▶ [WORK INSTRUCTIONS]:
Skip the images and print the listing exactly.

═══

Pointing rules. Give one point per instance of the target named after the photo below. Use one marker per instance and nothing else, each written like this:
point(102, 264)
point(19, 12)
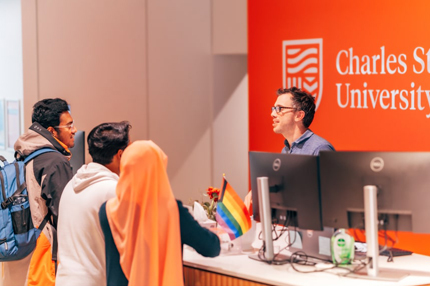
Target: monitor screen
point(402, 180)
point(78, 151)
point(293, 188)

═══

▶ [FINISHED EXERCISE]:
Pointing rules. Give one point per instance of the target named after the photo below. Use one marker per instance and nothing else, each written like this:
point(102, 264)
point(19, 12)
Target: monitor screen
point(402, 180)
point(78, 151)
point(293, 188)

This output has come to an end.